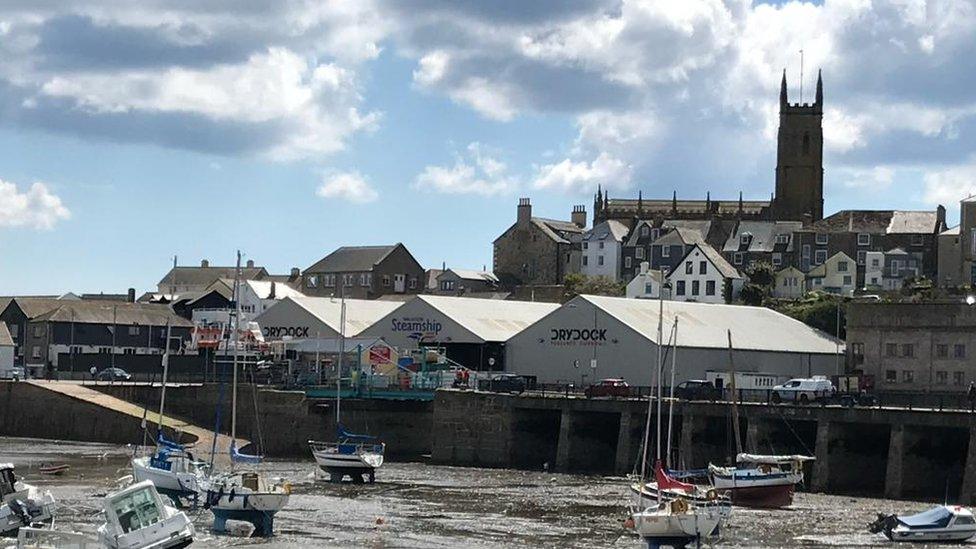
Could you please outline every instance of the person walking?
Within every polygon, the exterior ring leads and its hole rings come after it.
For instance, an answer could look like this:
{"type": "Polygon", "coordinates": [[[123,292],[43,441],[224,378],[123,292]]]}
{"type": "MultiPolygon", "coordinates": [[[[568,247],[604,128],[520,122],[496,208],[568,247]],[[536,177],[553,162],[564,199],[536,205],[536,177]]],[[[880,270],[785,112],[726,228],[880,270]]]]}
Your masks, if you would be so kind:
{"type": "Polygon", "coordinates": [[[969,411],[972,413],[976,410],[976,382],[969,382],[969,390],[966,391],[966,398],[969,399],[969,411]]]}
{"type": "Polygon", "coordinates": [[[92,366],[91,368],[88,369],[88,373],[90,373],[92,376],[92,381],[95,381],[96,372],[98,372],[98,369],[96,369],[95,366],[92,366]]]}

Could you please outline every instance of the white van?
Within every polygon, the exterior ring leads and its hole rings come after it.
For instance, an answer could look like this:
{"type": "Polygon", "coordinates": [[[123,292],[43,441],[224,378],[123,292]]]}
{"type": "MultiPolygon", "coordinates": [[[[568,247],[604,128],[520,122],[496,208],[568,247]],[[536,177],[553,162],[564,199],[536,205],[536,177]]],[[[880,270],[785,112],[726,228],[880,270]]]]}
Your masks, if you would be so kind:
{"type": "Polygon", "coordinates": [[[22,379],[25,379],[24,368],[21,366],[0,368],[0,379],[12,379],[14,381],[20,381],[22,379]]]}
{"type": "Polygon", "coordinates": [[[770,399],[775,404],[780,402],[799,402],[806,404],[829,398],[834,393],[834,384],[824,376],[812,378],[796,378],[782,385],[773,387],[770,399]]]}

+--

Report each line of the material in which the string "every" occurs.

**Output**.
Could you please outline every instance of the person walking?
Within every polygon, the exterior ring leads and its hole rings come after it.
Could you please outline every instance of the white van?
Within every polygon, the exterior ring leads and its hole rings come after it.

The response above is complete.